Source:
-- Begin --

Asset System Rewrite #7138

TechnoPorg · 2024-03-10T14:30:17Z

Enhancement Summary

For all kinds of data, from projects to plugins to samples, LMMS currently manages most of its saving and loading of that data through the DataFile class. DataFile does not offer its own built-in serialization methods, but rather relies on individual classes to write to and read from a separate DataFile that then gets serialized as XML.

In short, the DataFile workflow was something that grew, rather than being engineered. From what I gather, most parts of DataFile are written in a way that is inflexible and outdated; I don't think some of that code has seen the light of day in years 🥲. LMMS as a whole would benefit from a more modular, extensible, and flexible asset handling system to replace it.

Justification

This will allow us to do several things much more easily:

Add support for saving and loading new file types like audio file formats, plugin settings, etc. Most of DataFile is hard-coded with enums and fixed lists of file extensions, and the code does not lend itself well to changes to those. A system where the asset importer is decoupled from the asset types themselves would make it far easier to do this.
Remove Qt from core. DataFile is heavily based on QDomDocument, which I don't think was ever designed to be used for the way DataFile uses it, and removing it would be beneficial to the goal of Plan for the core: Removing Qt, Decoupling, and Modernization #6472.

-- End --

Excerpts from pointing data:

-- Begin --

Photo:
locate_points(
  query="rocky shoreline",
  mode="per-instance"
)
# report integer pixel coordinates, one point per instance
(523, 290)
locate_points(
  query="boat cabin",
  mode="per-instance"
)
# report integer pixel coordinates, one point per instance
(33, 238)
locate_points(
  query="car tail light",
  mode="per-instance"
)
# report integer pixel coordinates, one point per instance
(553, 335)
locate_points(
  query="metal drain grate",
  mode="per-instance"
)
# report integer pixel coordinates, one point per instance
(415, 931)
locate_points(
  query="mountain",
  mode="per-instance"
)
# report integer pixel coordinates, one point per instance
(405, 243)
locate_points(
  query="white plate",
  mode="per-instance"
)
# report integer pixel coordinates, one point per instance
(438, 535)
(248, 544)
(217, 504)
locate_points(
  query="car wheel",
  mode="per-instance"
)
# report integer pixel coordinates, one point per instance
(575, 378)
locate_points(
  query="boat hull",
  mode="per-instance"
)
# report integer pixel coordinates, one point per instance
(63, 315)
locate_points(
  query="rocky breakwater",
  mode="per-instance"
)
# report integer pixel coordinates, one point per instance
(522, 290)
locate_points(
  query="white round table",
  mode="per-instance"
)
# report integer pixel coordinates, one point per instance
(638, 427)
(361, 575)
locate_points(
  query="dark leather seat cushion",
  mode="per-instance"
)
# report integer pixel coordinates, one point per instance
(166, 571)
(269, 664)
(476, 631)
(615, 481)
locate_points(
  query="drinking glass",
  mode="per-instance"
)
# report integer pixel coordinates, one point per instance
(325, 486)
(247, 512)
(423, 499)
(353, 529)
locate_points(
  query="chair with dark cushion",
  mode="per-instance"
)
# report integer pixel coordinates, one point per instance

-- End --

Problem 1:
Return the passage of the LMMS asset system proposal from "For all kinds" up to and including "to replace it.", word for word.
Problem 2:
Take the LMMS asset system proposal further, picking up right after its last sentence.

Reply 1:
For all kinds of data, from projects to plugins to samples, LMMS currently manages most of its saving and loading of that data through the DataFile class. DataFile does not offer its own built-in serialization methods, but rather relies on individual classes to write to and read from a separate DataFile that then gets serialized as XML.

In short, the DataFile workflow was something that grew, rather than being engineered. From what I gather, most parts of DataFile are written in a way that is inflexible and outdated; I don't think some of that code has seen the light of day in years 🥲. LMMS as a whole would benefit from a more modular, extensible, and flexible asset handling system to replace it.

Reply 2:
More easily change the serialization method backing project files. Currently, we use XML, but there has also been interest expressed in a JSON format (JSON project format #3981), which would be nigh on impossible to accomplish without a total rewrite of DataFile anyways. More on this point will come later.
Fix bugs and write unit tests. Broadly speaking, I think modernized, better engineered code is always easier to debug and fix problems in, but in this specific case, I do think that specifically, the removal of Qt and decoupling of individual parts would make life better. (Windows) Allow international characters in file names and paths #1191 is an example of a bug that would be much easier to fix with a new system. As I've been saying ad nauseam, the DataFile API is pretty convoluted, and when I tried to write tests for it in Add unit tests for DataFile #7121, I found it was not easy to try and write comprehensive tests, which makes it hard to guard the system against regressions.

Mockup

I've been thinking about how the new system would need to be designed to address the above points, and this is what I've come up with:

`Asset`

All types that can be considered "project data objects" will inherit from the Asset base class. The Asset class will have away of indicating what type of asset it is, and a specific way of binding properties that are to be serialized, with an API something like this:

// The name of this type of asset. Replaces the DataFile type enum with something more flexible.
// Might return "Sample" or "MIDI"
std::string assetType() const;
static std::string assetType() const;

std::vector<std::string> getPropertyList() const; // return names of exposed members.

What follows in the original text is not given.